# Assignment:
With the pictures excluded, retype the records that follow exactly.
* * * *
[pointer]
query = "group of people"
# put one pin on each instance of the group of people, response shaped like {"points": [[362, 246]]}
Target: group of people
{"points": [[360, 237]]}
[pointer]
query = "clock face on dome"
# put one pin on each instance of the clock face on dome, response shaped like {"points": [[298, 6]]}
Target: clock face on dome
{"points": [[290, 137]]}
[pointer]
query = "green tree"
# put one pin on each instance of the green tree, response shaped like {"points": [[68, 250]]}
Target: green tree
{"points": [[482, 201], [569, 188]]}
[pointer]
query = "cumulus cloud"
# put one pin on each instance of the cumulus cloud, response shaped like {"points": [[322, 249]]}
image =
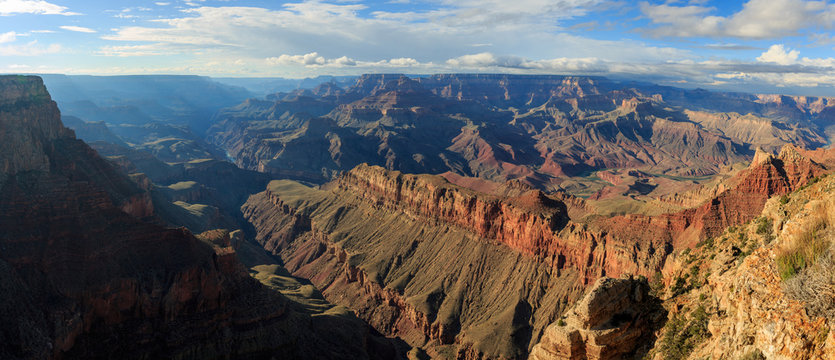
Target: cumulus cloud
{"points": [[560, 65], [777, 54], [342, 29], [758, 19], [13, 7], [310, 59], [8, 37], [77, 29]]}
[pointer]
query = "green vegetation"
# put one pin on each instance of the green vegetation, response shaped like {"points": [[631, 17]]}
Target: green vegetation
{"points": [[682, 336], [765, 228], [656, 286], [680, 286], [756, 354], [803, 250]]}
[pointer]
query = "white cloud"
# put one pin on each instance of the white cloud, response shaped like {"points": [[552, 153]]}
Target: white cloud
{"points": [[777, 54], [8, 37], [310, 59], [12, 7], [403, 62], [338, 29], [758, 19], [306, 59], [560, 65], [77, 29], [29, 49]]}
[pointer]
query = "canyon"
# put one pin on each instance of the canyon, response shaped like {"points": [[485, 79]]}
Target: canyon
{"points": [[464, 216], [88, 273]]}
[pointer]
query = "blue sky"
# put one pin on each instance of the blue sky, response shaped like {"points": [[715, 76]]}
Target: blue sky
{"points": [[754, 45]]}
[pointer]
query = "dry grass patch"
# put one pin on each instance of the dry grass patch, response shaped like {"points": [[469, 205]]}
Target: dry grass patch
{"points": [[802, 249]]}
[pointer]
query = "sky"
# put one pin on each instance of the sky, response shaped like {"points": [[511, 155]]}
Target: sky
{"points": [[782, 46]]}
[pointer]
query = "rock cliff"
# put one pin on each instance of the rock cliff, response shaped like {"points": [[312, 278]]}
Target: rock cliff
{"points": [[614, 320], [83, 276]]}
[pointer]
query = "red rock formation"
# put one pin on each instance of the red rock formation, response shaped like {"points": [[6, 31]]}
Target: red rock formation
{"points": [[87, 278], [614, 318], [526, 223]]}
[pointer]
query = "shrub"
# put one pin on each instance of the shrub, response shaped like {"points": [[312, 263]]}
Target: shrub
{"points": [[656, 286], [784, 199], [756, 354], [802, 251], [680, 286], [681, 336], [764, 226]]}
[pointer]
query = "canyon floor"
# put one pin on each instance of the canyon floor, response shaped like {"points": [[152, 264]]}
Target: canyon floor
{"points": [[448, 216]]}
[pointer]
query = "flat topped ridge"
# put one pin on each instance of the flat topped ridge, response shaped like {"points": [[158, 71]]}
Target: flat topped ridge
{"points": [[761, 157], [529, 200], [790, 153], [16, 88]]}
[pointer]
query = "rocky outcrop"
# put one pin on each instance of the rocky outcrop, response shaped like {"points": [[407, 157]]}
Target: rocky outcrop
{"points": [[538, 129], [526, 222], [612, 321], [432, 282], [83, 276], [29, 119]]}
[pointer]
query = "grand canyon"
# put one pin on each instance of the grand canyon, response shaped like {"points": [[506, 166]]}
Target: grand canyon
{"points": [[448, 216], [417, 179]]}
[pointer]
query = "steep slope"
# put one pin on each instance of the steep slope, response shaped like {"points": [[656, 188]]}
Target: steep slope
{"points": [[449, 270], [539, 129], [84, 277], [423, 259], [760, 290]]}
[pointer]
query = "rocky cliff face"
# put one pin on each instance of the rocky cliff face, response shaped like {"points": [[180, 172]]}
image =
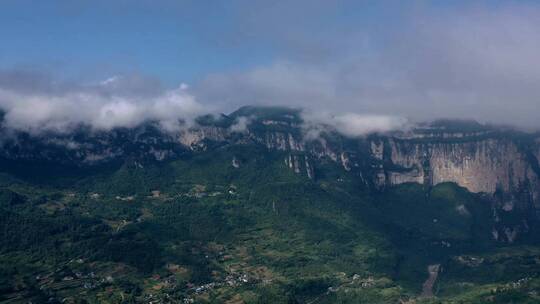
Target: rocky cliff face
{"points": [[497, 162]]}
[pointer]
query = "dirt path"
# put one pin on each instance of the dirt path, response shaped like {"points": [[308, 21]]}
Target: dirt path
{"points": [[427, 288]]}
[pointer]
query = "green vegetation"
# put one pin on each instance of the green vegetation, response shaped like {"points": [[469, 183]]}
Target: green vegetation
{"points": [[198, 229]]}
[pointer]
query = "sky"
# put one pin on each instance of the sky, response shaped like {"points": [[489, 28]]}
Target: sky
* * * *
# Task result:
[pointer]
query = "group of people"
# put one pin on each instance of the group of people, response shaped like {"points": [[362, 246]]}
Target: group of people
{"points": [[360, 237]]}
[pointer]
query = "clock face on dome"
# put one pin on each instance of the clock face on dome, response shaped like {"points": [[298, 6]]}
Target: clock face on dome
{"points": [[290, 137]]}
[pointer]
query = "green tree"
# put one pin on each instance of the green tree, response shaped like {"points": [[68, 250]]}
Target: green tree
{"points": [[482, 201], [569, 188]]}
[pointer]
query = "cumulus cloud"
# put one pin on each instance of the cumulus cloud, response shaped like {"points": [[322, 249]]}
image =
Target: cumulus cloud
{"points": [[560, 65], [777, 54], [342, 29], [758, 19], [13, 7], [310, 59], [8, 37], [77, 29]]}
[pointer]
query = "green vegetation"
# put one pin on each instance of the green vegetation, response shaped like {"points": [[631, 17]]}
Target: green vegetation
{"points": [[682, 336], [765, 228], [656, 286], [680, 286], [756, 354], [803, 250]]}
[pointer]
query = "white cloud"
# put one pin on each instance of the white cloud, response shaped like {"points": [[552, 153]]}
Target: white cloud
{"points": [[777, 54], [8, 37], [310, 59], [12, 7], [403, 62], [338, 29], [758, 19], [306, 59], [560, 65], [77, 29], [29, 49]]}
[pointer]
query = "canyon"
# put one pin on each instance of the canyon, response shaped like {"points": [[485, 79]]}
Target: canyon
{"points": [[464, 216], [88, 273]]}
[pointer]
query = "blue sky"
# put one pin on each instance of the blue sky, response shaped like {"points": [[715, 76]]}
Target: blue sky
{"points": [[754, 45]]}
[pointer]
query = "dry grass patch"
# put one pin on each instance of the dry grass patch, response shaped like {"points": [[469, 205]]}
Target: dry grass patch
{"points": [[802, 249]]}
[pointer]
query = "sky"
# put one pin on each instance of the sky, response shaped like {"points": [[511, 155]]}
Target: sky
{"points": [[782, 46]]}
[pointer]
query = "rock cliff"
# put one pin on each instance of the rock cliff, response shaped like {"points": [[312, 278]]}
Target: rock cliff
{"points": [[614, 320], [83, 276]]}
[pointer]
query = "red rock formation"
# put one pin on each instance of the red rock formation, response shaped like {"points": [[6, 31]]}
Target: red rock formation
{"points": [[87, 278], [614, 318], [526, 223]]}
[pointer]
query = "shrub"
# put one pin on each instance of the shrub, response shaped like {"points": [[312, 263]]}
Target: shrub
{"points": [[656, 286], [784, 199], [756, 354], [802, 251], [680, 286], [681, 336], [764, 226]]}
[pointer]
query = "canyon floor"
# put one pin on each instance of the canyon floor, response shaped like {"points": [[152, 264]]}
Target: canyon floor
{"points": [[448, 216]]}
[pointer]
query = "flat topped ridge"
# put one pin on each instance of the flat topped ridge, response shaped like {"points": [[158, 71]]}
Target: flat topped ridge
{"points": [[761, 157], [529, 200], [790, 153], [16, 88]]}
[pointer]
query = "rocky outcrop"
# put one pin on each instance of the rocky outcrop, response shaped like {"points": [[407, 157]]}
Target: rocky outcrop
{"points": [[538, 129], [526, 222], [612, 321], [432, 282], [83, 276], [29, 119]]}
[pointer]
query = "grand canyon"
# put one pin on each instance of the grand canyon, response shaped like {"points": [[506, 166]]}
Target: grand canyon
{"points": [[448, 216], [417, 179]]}
[pointer]
query = "steep slope"
# put one pin on each instance of the steep slope, response shaped like {"points": [[656, 188]]}
Target: steep slope
{"points": [[449, 270], [539, 129], [84, 277], [423, 259], [760, 290]]}
[pointer]
query = "rocky cliff face"
# put one pin on each instance of the rocky cliff face, response shaped like {"points": [[180, 172]]}
image =
Target: rocky cliff face
{"points": [[497, 162]]}
[pointer]
query = "dirt path"
# put one pin on each instance of the dirt path, response shaped like {"points": [[308, 21]]}
Target: dirt path
{"points": [[427, 288]]}
[pointer]
query = "green vegetation"
# put one pin on each instance of the green vegetation, response shaped like {"points": [[469, 183]]}
Target: green vegetation
{"points": [[198, 229]]}
[pointer]
query = "sky"
# put one pin on each instance of the sky, response shaped like {"points": [[489, 28]]}
Target: sky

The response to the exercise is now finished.